- _Alıştırmanın Amacı_
Çözüm süreci metninin "Mümtaz’er’in süreç bağlamında" ile başlayıp "hiç kuşku yok." ifadesine kadar süren bölümünü, "hukuka" yerine "demokrasiye" koyarak yeniden yazın.

- _Verilen Metin_
Mümtaz’er’in süreç bağlamında seçim öngörüsü
SİYASETMümtazer’in çözüm sürecinde hukuka dönülmesi gerektiğini vurgulamasını ve bu konuda gösterdiği hassasiyeti doğru kavramak ve uyarılarını dikkate almak gerek. PKK’nin silah bırakmasının ve kendisini feshetmesinin, Türkiye’yi çok fazla hukuka dönmeye zorlayacak bir gelişme olacağından hiç kuşku yok.
AK Parti, MHP arasında sürece yaklaşımda çeşitli nüans farkları olduğu çok açık. Ama bu en azından şimdilik iki parti arasında önümüzdeki kısa dönemde bir kopuşu getirecek boyuta ulaşmış değildi. AK Parti ve MHP iki konuda büyük ölçüde anlaşmış durumdalar. Terörsüz Türkiye ve Türkler ve Kürtlerden yeni bir ulus devleti /milleti inşa etme. Devlet Bahçeli için bu temel/esas, varoluş stratejisi. Erdoğan oy, seçim ve iktidar hesabını daha fazla yaparak siyaset yapan bir lider, Bahçeli dönüşü olmayan bir yolda, aynı şey Erdoğan için geçerli değil.

- _Verilen Liste_
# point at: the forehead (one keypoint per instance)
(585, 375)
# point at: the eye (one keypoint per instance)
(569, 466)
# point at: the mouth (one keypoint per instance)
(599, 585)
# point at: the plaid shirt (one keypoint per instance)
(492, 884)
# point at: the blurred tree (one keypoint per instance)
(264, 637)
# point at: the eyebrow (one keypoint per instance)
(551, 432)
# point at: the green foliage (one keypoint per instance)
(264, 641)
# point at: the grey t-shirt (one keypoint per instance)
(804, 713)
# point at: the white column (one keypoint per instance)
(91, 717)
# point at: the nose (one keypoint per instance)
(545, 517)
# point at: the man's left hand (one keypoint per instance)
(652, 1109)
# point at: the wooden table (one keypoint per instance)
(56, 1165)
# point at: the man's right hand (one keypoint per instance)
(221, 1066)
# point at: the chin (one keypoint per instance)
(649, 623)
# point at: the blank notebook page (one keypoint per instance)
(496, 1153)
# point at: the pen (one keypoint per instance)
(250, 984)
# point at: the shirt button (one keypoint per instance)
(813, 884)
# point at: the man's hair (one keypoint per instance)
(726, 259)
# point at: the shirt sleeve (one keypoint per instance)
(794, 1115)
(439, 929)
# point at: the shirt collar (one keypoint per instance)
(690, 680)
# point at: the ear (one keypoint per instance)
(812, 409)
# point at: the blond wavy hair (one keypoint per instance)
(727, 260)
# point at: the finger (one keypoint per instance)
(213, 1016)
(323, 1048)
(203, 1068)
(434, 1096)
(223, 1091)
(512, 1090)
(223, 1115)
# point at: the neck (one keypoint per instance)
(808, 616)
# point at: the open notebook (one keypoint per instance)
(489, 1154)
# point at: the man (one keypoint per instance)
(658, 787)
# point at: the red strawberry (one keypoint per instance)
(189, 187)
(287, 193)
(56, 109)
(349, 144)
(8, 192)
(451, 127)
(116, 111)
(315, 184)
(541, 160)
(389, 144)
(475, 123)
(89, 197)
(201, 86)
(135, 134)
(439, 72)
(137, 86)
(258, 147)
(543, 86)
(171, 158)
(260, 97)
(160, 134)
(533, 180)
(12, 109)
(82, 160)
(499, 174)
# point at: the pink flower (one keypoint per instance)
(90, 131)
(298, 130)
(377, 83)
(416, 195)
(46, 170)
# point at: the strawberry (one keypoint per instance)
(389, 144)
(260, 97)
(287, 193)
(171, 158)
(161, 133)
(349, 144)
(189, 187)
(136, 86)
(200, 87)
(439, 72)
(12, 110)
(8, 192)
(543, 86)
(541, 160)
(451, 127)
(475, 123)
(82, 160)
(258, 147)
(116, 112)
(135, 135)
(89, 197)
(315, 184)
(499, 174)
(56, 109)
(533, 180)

* * *

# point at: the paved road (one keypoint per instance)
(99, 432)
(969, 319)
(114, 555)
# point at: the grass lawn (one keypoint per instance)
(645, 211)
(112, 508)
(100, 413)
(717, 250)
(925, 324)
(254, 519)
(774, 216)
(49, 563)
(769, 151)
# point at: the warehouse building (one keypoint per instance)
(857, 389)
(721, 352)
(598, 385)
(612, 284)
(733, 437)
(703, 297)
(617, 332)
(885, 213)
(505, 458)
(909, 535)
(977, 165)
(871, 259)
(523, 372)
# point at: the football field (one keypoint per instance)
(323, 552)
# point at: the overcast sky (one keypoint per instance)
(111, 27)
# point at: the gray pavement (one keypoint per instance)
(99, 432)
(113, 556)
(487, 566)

- _Alıştırma Çıktısı_
Mümtaz’er’in süreç bağlamında seçim öngörüsü
SİYASETMümtazer’in çözüm sürecinde demokrasiye dönülmesi gerektiğini vurgulamasını ve bu konuda gösterdiği hassasiyeti doğru kavramak ve uyarılarını dikkate almak gerek. PKK’nin silah bırakmasının ve kendisini feshetmesinin, Türkiye’yi çok fazla demokrasiye dönmeye zorlayacak bir gelişme olacağından hiç kuşku yok.